Excerpt provided:
5 Biomass conversion of solar energy

Photosynthesis in the geological past was responsible for all fossil fuel reserves, but its products are buried about 2000 times more slowly than we use them at present. The total carbon content of all biomass growing on land is estimated to be 5.6 × 10¹⁴ kg and, as Figure 10 shows, about one-fifth of this mass is renewed each year. Figure 6 shows how modern plant biomass is distributed across the continents. Clearly, biological conversion of solar energy to a chemical form in combustible materials presents a potentially vast resource. Using biomass as a fuel need not add to carbon dioxide in the atmosphere, because its products, CO₂ and water vapour, are exactly the same as those of natural aerobic decay. If plant photosynthesis is carefully managed to renew carbon consumed by using vegetable matter as an energy source, the natural balance of the carbon cycle can be sustained. About 6% of the total biomass that grows annually - containing about 7.5 × 10¹² kg of carbon content - would meet all humanity's current demands for energy. However, such a perspective has nightmarish overtones because its production would involve about 11% of the global land area (a much greater proportion of fertile areas - see Figure 6). Nonetheless, 'high-tech' harvesting of solar energy via photosynthesis is a potential alternative to fossil-fuel use. There are five main approaches to extracting biomass energy: solid fuel combustion; gasification; pyrolysis; digestion and fermentation.

Figure 6 Estimated variations in plant biomass on the continents, based on NASA satellite data. Pale areas have low vegetation cover; red and orange indicates areas where vegetation varies widely from wet to dry seasons; the green areas have permanently dense vegetation cover, the darker the green, the greater the plant biomass.

What to work on:
**a.** List the main approaches to extracting biomass energy named in the section on biomass conversion.
**b.** Update the stretch from "Figure 6 Estimated" through "the plant biomass." in the section on biomass conversion, putting "plant matter" wherever "plant biomass" appears.
The records that come next have no connection to the section on biomass conversion.

Records provided:
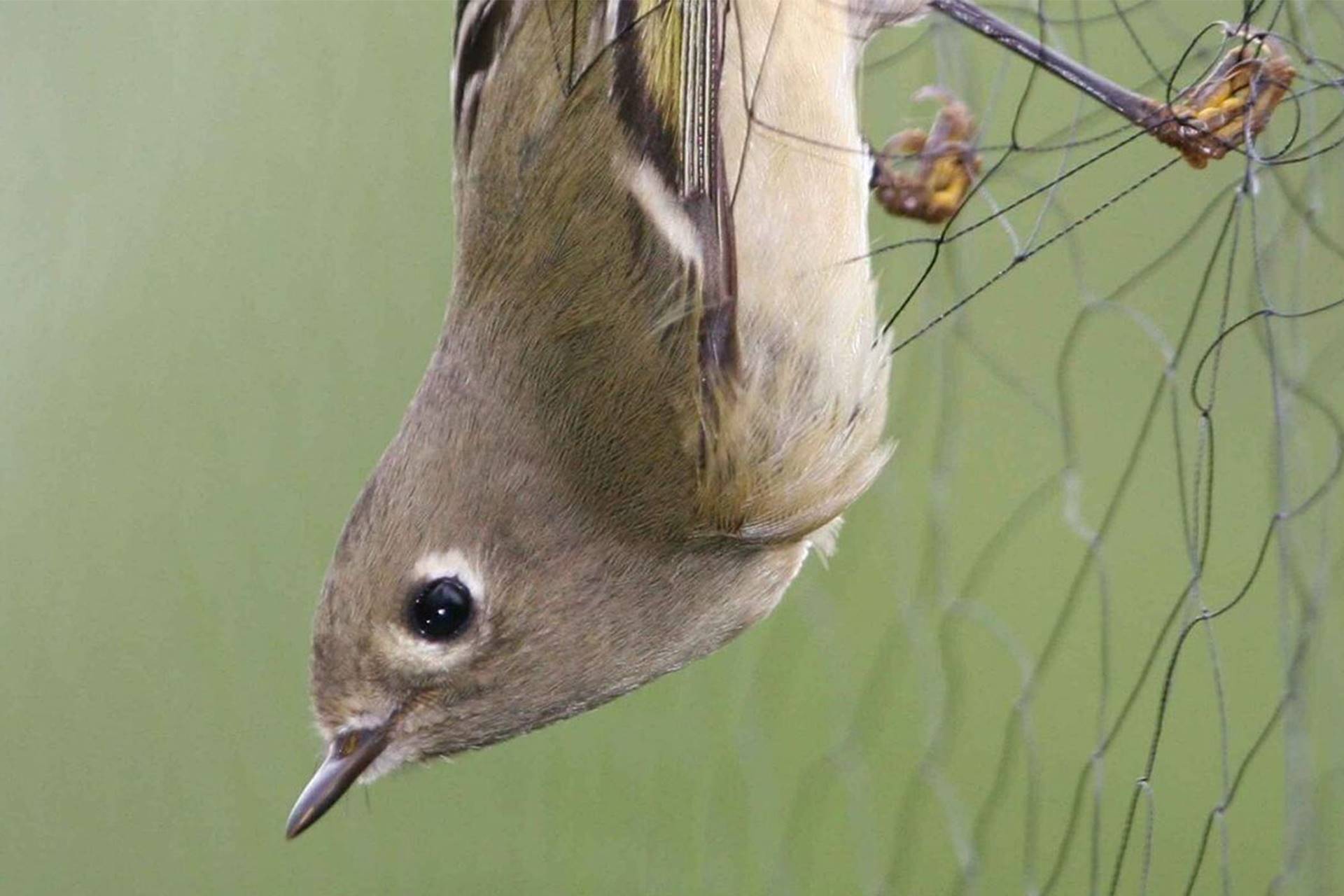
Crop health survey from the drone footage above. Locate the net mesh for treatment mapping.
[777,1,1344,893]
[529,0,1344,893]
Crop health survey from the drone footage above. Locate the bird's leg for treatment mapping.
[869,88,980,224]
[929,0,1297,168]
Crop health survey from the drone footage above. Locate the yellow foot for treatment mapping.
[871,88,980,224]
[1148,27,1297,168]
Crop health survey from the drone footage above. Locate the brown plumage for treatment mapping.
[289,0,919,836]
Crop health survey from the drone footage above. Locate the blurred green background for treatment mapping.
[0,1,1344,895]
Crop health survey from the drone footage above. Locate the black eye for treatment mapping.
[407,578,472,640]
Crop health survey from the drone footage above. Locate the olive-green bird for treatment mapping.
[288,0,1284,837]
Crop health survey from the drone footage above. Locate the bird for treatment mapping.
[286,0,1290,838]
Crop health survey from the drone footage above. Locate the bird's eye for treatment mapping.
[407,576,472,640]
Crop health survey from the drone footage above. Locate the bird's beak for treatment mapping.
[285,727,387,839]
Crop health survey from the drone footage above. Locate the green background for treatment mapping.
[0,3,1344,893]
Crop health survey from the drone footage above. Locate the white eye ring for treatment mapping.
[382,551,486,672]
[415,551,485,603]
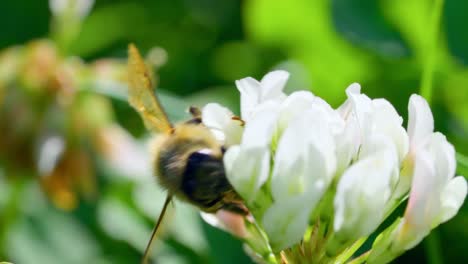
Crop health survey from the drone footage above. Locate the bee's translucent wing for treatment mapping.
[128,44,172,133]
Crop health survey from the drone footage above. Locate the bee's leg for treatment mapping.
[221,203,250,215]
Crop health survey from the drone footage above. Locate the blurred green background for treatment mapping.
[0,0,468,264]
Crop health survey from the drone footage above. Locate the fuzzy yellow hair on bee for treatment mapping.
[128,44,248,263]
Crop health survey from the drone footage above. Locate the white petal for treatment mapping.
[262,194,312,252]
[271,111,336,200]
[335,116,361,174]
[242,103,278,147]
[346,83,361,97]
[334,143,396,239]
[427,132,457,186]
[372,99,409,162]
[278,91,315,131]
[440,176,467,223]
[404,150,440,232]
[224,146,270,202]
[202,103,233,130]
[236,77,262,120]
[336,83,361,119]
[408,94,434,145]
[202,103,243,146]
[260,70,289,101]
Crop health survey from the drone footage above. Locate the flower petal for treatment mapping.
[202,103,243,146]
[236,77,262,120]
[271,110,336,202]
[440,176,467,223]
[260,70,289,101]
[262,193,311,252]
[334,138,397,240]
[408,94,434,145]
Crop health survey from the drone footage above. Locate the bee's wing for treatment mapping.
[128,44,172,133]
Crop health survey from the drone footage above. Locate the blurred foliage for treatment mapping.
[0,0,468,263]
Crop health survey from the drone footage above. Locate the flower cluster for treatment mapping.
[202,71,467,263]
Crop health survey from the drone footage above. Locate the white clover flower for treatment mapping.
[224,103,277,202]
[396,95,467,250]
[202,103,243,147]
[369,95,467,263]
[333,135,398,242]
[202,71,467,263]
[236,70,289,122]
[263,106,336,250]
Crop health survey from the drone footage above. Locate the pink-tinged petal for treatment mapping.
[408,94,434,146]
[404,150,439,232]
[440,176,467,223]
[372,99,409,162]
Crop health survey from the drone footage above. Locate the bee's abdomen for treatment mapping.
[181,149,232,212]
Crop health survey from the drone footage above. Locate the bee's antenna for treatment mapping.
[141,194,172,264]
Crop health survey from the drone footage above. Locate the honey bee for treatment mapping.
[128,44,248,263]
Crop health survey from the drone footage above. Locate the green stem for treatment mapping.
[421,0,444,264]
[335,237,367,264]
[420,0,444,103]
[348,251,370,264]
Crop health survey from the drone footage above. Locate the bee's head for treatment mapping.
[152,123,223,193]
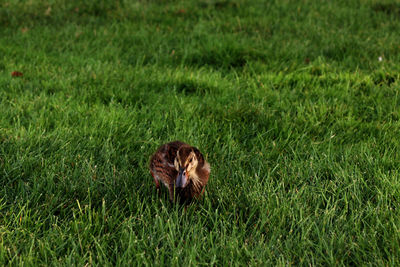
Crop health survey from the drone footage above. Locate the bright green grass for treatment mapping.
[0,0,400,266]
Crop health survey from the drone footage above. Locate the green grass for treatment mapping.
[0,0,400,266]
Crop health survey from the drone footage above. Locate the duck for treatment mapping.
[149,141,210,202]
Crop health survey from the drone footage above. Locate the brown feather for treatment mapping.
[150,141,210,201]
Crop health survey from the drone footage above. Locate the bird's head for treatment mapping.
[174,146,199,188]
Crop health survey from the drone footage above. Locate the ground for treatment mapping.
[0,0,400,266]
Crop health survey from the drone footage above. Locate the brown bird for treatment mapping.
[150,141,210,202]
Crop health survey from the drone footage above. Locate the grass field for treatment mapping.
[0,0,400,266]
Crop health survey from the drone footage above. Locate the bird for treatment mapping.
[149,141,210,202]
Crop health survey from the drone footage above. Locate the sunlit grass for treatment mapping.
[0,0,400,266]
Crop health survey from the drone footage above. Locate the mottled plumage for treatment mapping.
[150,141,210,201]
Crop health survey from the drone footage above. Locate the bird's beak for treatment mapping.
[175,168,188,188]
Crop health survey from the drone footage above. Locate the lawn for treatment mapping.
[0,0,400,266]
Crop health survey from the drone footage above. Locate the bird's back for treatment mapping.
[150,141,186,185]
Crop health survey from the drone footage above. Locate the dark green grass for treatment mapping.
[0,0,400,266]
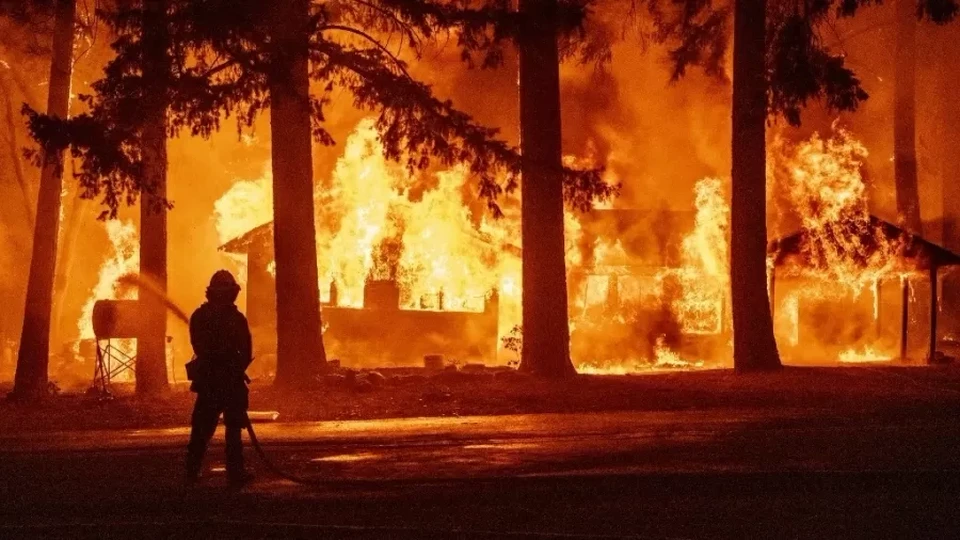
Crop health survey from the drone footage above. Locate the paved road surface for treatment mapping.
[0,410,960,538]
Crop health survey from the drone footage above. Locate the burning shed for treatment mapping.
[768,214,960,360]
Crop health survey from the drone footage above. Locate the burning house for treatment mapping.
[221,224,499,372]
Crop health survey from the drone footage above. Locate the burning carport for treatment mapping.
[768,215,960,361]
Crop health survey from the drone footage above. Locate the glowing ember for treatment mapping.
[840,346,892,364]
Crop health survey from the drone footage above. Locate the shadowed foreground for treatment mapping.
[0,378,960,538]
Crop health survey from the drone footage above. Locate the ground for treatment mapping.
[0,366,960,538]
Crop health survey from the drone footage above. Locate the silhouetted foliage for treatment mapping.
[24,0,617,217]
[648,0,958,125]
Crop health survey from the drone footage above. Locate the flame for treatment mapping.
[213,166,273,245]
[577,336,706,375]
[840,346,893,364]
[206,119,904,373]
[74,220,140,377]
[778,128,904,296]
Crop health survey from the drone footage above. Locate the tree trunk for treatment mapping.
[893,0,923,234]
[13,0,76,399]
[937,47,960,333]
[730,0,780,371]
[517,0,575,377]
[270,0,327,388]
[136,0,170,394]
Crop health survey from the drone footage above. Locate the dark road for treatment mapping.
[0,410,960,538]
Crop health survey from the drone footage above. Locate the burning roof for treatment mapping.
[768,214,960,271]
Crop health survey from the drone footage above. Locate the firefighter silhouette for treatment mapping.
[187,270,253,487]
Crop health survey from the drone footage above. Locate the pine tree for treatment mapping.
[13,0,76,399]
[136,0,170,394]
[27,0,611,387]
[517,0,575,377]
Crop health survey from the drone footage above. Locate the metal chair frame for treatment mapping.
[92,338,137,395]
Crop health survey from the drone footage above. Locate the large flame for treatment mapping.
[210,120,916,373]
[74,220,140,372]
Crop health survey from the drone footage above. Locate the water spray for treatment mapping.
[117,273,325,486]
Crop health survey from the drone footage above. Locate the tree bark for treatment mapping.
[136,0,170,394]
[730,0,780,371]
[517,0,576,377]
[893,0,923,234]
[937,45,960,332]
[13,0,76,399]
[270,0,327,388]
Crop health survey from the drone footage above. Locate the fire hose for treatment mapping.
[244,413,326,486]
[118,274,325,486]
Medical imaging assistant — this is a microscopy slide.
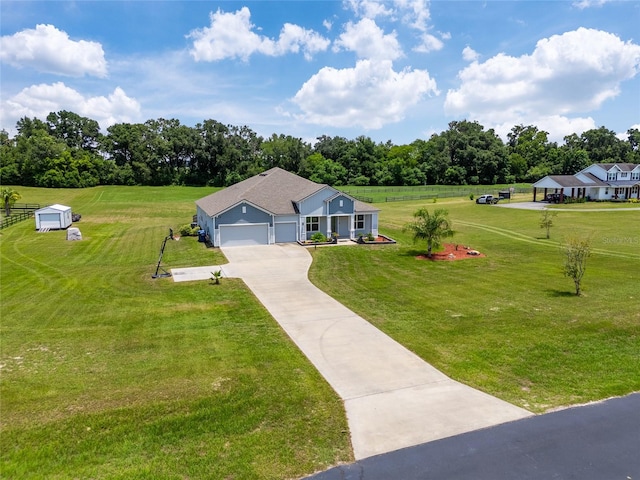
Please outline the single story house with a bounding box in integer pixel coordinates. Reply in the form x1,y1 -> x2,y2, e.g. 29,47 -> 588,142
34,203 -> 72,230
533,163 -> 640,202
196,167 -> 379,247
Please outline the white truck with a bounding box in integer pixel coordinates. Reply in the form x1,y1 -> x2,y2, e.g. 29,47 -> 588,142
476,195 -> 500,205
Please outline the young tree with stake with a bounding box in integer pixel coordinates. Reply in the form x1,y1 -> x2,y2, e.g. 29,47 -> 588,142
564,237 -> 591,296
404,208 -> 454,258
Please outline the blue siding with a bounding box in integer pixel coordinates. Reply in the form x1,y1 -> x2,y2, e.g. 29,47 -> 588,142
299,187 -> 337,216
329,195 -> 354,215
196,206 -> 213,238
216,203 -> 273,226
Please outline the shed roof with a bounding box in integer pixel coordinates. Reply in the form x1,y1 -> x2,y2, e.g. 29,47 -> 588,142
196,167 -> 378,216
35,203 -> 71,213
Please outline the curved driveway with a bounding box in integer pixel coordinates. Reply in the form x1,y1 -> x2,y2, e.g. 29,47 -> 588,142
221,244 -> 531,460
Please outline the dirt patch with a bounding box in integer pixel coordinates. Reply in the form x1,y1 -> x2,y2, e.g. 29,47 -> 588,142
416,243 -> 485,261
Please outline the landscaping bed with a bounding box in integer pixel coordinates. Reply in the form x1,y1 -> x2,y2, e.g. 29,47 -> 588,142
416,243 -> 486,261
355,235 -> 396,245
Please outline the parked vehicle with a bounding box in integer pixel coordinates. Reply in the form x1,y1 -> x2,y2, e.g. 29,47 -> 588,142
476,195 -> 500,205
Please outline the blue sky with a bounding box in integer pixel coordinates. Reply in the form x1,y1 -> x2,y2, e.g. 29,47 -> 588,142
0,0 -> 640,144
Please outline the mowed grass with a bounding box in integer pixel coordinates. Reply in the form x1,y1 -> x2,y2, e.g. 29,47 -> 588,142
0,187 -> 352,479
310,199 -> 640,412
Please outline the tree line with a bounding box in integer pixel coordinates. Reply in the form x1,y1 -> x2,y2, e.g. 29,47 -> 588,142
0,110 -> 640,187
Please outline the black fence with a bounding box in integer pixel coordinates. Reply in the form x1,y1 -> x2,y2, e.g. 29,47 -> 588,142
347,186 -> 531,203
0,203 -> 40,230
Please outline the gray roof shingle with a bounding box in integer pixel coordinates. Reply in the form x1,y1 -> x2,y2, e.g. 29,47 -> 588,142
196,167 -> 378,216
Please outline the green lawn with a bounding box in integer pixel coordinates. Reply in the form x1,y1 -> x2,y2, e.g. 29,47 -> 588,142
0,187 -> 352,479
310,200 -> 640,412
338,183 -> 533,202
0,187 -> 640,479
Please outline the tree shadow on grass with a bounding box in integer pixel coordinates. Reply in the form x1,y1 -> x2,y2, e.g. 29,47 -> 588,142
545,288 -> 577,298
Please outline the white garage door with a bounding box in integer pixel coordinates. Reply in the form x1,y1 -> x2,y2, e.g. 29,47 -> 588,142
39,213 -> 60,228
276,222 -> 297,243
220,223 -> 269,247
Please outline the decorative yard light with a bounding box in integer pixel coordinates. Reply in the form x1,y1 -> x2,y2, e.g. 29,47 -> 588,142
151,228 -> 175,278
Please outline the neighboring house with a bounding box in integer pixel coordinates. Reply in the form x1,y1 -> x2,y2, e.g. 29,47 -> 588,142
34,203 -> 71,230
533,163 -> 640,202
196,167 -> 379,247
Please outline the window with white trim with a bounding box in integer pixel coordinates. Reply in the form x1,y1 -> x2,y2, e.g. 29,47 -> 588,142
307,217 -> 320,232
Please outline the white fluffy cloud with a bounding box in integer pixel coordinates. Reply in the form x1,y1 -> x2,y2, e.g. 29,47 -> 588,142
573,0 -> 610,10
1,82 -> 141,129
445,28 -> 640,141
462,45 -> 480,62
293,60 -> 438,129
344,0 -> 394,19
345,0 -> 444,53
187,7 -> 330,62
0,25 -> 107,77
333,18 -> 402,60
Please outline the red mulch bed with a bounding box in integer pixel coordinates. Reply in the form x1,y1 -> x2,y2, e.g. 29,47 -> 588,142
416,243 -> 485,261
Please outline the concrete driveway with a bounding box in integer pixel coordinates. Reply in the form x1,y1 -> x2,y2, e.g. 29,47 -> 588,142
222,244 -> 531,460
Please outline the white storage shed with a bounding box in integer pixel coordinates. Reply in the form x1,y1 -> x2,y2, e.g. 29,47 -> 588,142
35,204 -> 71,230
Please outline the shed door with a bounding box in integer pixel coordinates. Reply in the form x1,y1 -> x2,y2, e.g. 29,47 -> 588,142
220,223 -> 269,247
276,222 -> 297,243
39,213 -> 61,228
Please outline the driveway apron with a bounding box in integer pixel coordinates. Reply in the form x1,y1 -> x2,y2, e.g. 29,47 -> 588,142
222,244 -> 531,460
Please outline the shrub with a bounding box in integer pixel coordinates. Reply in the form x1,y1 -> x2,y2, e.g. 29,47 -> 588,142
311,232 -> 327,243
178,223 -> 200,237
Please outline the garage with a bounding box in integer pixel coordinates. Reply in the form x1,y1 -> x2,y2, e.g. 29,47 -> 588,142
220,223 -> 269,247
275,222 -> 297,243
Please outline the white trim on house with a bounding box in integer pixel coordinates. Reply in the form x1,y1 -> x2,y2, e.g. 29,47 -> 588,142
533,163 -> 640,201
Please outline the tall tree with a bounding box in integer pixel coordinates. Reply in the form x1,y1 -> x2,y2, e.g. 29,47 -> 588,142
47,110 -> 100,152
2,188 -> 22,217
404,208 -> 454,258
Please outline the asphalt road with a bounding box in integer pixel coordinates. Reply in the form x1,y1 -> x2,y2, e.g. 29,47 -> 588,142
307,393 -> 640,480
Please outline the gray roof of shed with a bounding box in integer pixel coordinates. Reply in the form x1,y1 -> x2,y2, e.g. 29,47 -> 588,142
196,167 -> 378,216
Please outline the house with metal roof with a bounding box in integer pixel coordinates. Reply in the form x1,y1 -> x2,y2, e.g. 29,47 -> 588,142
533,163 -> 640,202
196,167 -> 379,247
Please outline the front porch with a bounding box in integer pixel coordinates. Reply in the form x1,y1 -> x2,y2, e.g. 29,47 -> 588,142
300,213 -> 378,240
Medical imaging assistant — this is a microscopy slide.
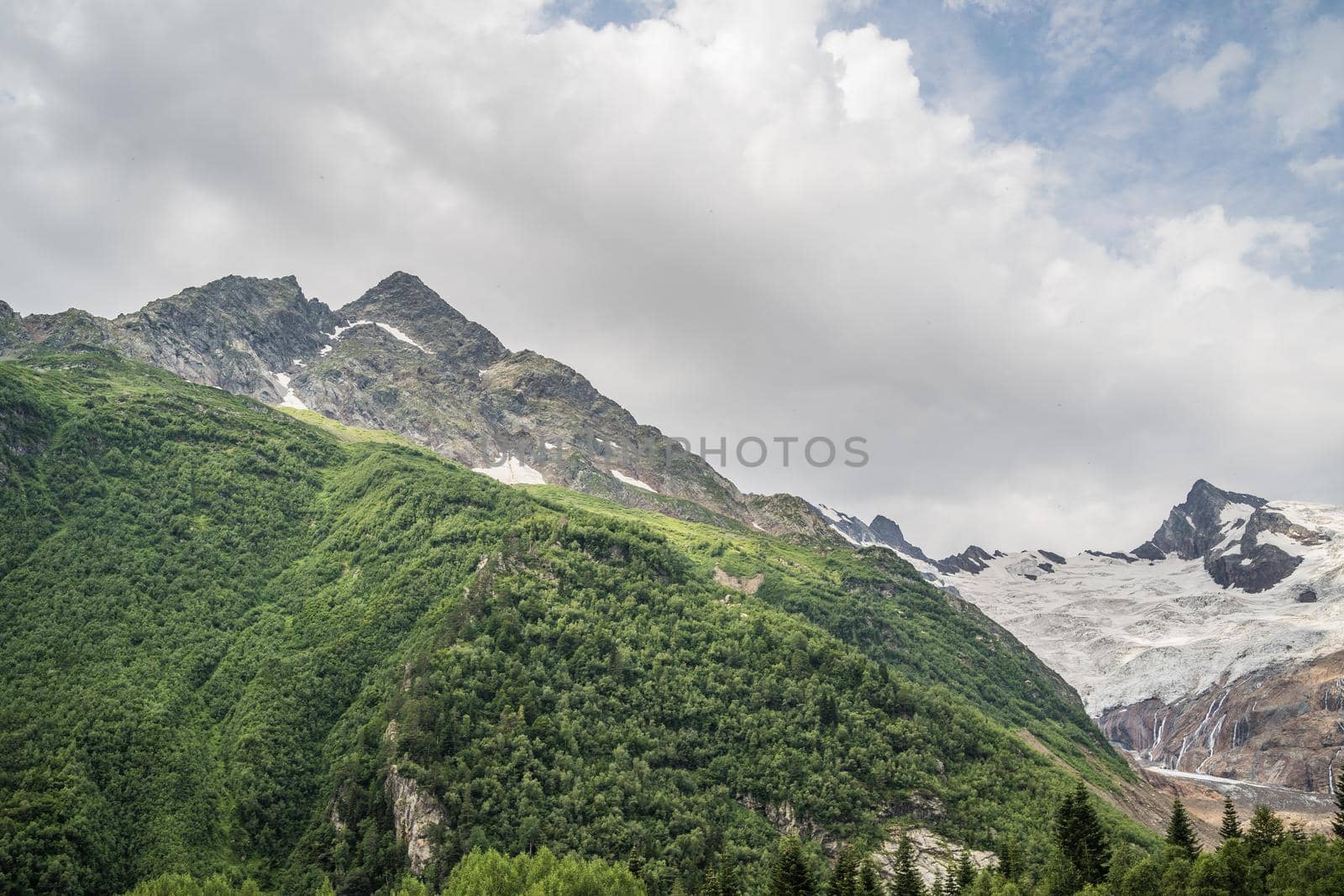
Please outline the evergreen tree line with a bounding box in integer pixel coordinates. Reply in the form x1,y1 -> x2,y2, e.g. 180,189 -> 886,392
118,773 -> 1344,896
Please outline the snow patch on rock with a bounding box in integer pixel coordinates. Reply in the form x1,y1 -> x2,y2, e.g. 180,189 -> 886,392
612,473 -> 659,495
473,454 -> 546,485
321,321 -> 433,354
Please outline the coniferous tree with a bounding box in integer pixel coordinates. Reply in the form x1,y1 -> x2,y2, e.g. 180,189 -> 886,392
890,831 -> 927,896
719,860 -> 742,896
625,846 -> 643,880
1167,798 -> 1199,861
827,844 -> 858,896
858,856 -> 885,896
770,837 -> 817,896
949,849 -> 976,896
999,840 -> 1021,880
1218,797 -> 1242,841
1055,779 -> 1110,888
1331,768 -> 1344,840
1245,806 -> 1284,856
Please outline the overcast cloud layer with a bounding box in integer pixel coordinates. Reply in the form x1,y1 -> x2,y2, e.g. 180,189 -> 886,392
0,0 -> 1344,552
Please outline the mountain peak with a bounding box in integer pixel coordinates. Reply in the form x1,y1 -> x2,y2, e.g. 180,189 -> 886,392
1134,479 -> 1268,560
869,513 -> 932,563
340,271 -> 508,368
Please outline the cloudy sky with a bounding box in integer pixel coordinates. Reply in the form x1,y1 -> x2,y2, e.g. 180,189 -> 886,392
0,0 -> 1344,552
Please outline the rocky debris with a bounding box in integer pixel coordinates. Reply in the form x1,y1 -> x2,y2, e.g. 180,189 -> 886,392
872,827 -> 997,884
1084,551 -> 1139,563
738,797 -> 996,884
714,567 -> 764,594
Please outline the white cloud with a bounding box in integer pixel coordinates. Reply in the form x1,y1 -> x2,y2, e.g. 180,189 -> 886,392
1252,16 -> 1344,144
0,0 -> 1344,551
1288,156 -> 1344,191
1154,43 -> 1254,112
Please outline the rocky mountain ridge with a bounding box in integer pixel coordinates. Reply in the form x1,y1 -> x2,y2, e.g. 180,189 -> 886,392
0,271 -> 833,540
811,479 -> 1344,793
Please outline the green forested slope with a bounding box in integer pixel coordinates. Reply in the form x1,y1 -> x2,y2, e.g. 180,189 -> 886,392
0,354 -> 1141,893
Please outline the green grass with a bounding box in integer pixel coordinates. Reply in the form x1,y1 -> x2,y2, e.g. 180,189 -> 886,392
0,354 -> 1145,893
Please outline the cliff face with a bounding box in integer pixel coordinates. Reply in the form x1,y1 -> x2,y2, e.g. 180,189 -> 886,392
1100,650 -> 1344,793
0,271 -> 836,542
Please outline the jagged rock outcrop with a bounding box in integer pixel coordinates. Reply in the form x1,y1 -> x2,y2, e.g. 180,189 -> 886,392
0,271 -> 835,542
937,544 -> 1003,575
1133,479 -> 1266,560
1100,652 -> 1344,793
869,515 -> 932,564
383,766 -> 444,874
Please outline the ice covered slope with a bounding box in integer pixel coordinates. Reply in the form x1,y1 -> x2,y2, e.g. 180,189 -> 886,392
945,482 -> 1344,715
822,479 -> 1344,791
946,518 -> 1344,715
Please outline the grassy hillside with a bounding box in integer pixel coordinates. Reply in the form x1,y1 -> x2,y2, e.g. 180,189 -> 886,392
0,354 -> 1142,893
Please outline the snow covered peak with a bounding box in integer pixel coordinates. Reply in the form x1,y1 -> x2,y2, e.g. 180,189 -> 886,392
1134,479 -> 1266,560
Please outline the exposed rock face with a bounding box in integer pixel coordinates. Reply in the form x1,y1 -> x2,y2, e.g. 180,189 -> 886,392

Task-by-task results:
**a.** Solid fuel combustion, gasification, pyrolysis, digestion, fermentation

**b.**
Figure 6 Estimated variations in plant matter on the continents, based on NASA satellite data. Pale areas have low vegetation cover; red and orange indicates areas where vegetation varies widely from wet to dry seasons; the green areas have permanently dense vegetation cover, the darker the green, the greater the plant matter.